• [What to do]
Could you print every record below exactly as written?
▼▼▼
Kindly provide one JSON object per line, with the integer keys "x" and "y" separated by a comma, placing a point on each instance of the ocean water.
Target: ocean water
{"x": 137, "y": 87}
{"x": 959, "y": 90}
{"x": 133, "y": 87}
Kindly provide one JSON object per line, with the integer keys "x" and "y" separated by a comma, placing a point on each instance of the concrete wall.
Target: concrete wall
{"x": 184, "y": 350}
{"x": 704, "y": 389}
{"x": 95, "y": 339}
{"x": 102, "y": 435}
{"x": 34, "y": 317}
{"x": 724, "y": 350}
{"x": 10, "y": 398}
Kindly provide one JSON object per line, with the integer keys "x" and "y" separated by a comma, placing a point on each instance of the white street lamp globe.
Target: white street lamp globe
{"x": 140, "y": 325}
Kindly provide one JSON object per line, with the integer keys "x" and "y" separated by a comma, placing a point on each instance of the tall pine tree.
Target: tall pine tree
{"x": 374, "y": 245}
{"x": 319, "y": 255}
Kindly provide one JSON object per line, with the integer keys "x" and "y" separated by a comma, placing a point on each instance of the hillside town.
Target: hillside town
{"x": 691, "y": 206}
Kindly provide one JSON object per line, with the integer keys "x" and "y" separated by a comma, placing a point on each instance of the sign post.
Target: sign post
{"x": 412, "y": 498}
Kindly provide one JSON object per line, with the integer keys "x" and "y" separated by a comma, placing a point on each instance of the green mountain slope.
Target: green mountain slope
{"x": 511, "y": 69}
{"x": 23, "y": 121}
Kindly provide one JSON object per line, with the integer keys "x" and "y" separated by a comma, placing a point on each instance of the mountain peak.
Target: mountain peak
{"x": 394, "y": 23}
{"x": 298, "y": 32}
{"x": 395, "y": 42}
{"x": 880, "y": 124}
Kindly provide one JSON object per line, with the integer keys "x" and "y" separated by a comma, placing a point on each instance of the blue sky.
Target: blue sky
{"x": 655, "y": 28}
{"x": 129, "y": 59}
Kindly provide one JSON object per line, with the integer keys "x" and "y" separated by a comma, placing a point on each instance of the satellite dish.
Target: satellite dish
▲▲▲
• [Your solution]
Kindly provide one JSON object per line, with the integer keys "x" and "y" separated by a comma, placing a point on each instance of the ocean water.
Target: ocean water
{"x": 137, "y": 87}
{"x": 959, "y": 90}
{"x": 133, "y": 87}
Kindly provide one JSON object per line, with the integer keys "x" and "y" separated by a comma, placing a point on each instance of the concrete wall.
Target: concrete wall
{"x": 184, "y": 350}
{"x": 704, "y": 389}
{"x": 95, "y": 339}
{"x": 102, "y": 435}
{"x": 34, "y": 317}
{"x": 724, "y": 350}
{"x": 10, "y": 398}
Kindly provide one JSON object per line, with the integer keys "x" and "y" separated by a comma, placing a point on each instance of the white street lamp globe.
Target: white street lamp globe
{"x": 140, "y": 325}
Kindly provide one JSON object per line, with the integer keys "x" and "y" separated by a comma, placing a point on each instance of the tall pine tree.
Target: tall pine tree
{"x": 374, "y": 245}
{"x": 319, "y": 255}
Kindly provide one JSON object per line, with the integer keys "x" and "y" separated by a comma, placing a point on each instance of the hillside town.
Target: hillside town
{"x": 691, "y": 206}
Kindly provide one JSON object per line, with the integer keys "x" and "y" separated by a comma, placing a point on each instance of the sign post.
Target: sign post
{"x": 412, "y": 498}
Kindly provide one JSON object per line, with the integer keys "x" and "y" separated by a comma, placing a point on each instance of the green mountain slope.
Target: green mountain slope
{"x": 511, "y": 69}
{"x": 23, "y": 121}
Kindly provide one JSON object per line, with the integer keys "x" and "y" separated by a comma, placing a point on each instance of the mountain peak.
Target: mountain peak
{"x": 394, "y": 23}
{"x": 298, "y": 32}
{"x": 395, "y": 42}
{"x": 880, "y": 124}
Kindly provide one JSON object per line, with the integer keys "x" and "y" separated by a comma, placing a point on each instance of the blue sky.
Target: blue sky
{"x": 655, "y": 28}
{"x": 129, "y": 59}
Kindly provide one JSON object per line, with the integer keys "x" and "y" separated by a comma, placing a point on each instance of the satellite dish.
Target: satellite dish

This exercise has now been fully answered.